* Given data
....................
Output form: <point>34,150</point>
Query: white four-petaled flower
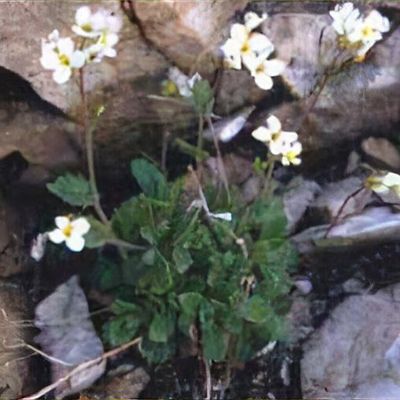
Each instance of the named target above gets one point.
<point>251,50</point>
<point>358,34</point>
<point>70,231</point>
<point>280,143</point>
<point>59,55</point>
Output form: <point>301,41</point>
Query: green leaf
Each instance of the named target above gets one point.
<point>150,179</point>
<point>182,259</point>
<point>121,329</point>
<point>98,234</point>
<point>129,218</point>
<point>255,309</point>
<point>124,307</point>
<point>214,339</point>
<point>161,327</point>
<point>73,189</point>
<point>156,352</point>
<point>271,218</point>
<point>203,97</point>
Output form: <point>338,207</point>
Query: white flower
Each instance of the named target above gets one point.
<point>71,232</point>
<point>290,154</point>
<point>224,216</point>
<point>345,18</point>
<point>244,46</point>
<point>38,246</point>
<point>92,25</point>
<point>358,34</point>
<point>104,47</point>
<point>370,29</point>
<point>59,55</point>
<point>277,140</point>
<point>253,21</point>
<point>262,71</point>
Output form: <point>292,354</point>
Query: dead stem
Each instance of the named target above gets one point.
<point>82,367</point>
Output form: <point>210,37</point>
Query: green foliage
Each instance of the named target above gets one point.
<point>193,274</point>
<point>98,234</point>
<point>73,189</point>
<point>203,97</point>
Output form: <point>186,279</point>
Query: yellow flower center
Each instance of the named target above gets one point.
<point>275,136</point>
<point>64,60</point>
<point>367,31</point>
<point>245,47</point>
<point>87,27</point>
<point>67,231</point>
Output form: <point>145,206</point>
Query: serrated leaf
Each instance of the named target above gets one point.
<point>150,179</point>
<point>182,258</point>
<point>156,352</point>
<point>214,340</point>
<point>72,189</point>
<point>124,307</point>
<point>129,218</point>
<point>203,97</point>
<point>98,234</point>
<point>161,327</point>
<point>255,309</point>
<point>271,218</point>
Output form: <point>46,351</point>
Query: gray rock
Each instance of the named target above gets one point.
<point>67,333</point>
<point>381,153</point>
<point>297,199</point>
<point>346,356</point>
<point>335,194</point>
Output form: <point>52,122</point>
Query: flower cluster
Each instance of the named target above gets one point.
<point>355,32</point>
<point>70,231</point>
<point>251,50</point>
<point>283,144</point>
<point>99,34</point>
<point>384,183</point>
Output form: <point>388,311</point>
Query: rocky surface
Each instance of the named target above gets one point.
<point>354,353</point>
<point>187,34</point>
<point>16,377</point>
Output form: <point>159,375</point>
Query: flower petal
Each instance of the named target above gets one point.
<point>260,44</point>
<point>80,226</point>
<point>75,243</point>
<point>391,179</point>
<point>56,236</point>
<point>62,222</point>
<point>66,46</point>
<point>263,81</point>
<point>274,124</point>
<point>289,137</point>
<point>77,59</point>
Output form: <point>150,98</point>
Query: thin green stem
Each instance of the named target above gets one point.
<point>89,130</point>
<point>200,139</point>
<point>220,161</point>
<point>268,178</point>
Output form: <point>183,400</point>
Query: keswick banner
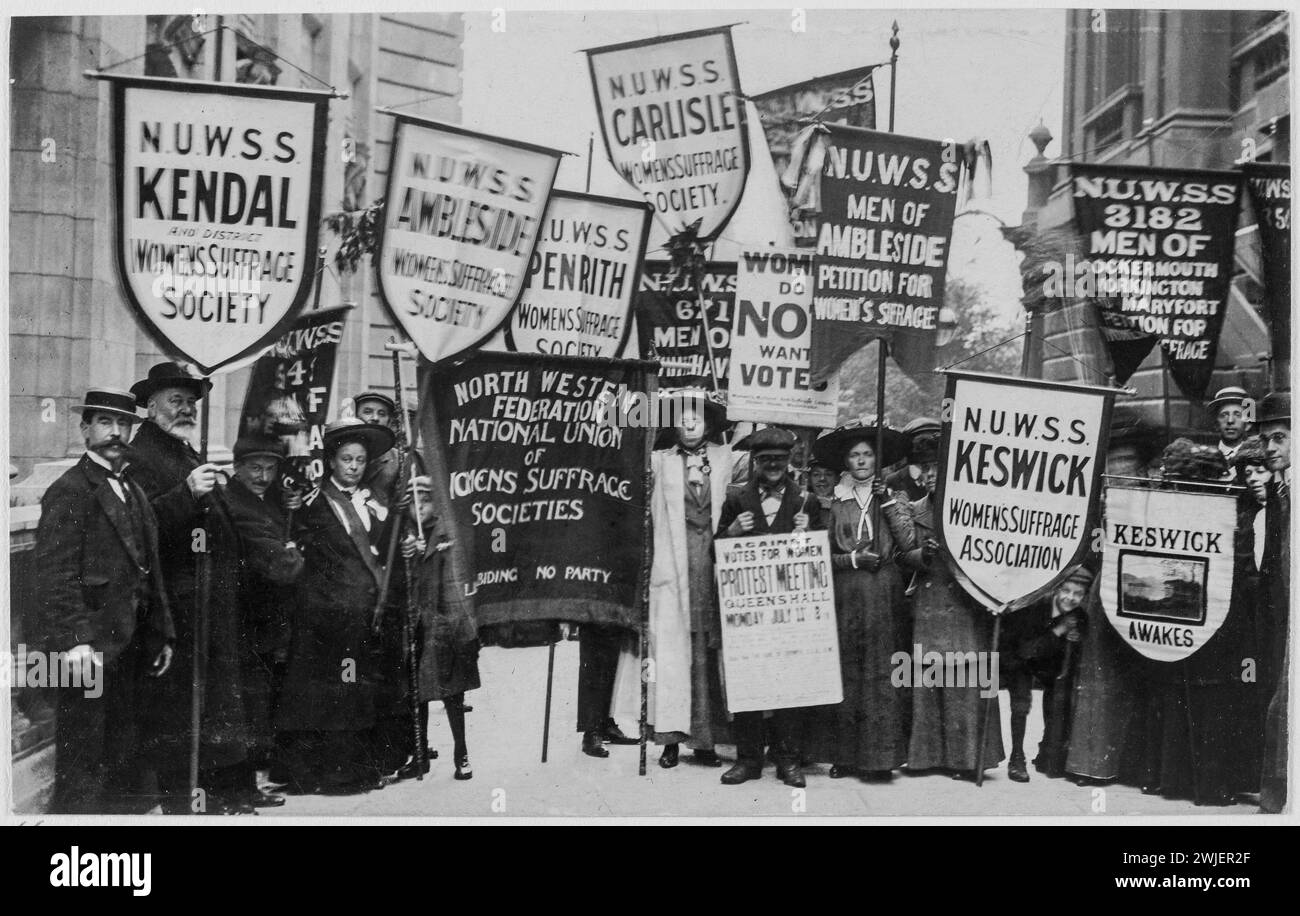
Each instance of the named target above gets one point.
<point>462,217</point>
<point>217,194</point>
<point>553,491</point>
<point>768,370</point>
<point>1166,568</point>
<point>674,125</point>
<point>1158,246</point>
<point>668,317</point>
<point>888,204</point>
<point>1019,465</point>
....................
* What the exercise asks
Please set out the lines above, from the line with "Output form: <point>292,354</point>" to the line with "<point>67,231</point>", both included, as a numbered list, leaving out any blank lines.

* Expected output
1. Output form: <point>292,354</point>
2. Query: dead stem
3. Each instance of the named target above gets one point.
4. <point>82,367</point>
5. Output form: <point>210,37</point>
6. Query: green foliage
7. Each instance of the named target above gets one point.
8. <point>193,274</point>
9. <point>98,234</point>
10. <point>73,189</point>
11. <point>203,97</point>
12. Output form: <point>186,279</point>
13. Query: yellow flower center
14. Each instance of the named target above gets one point.
15. <point>275,136</point>
16. <point>64,60</point>
17. <point>367,31</point>
18. <point>245,47</point>
19. <point>87,27</point>
20. <point>67,231</point>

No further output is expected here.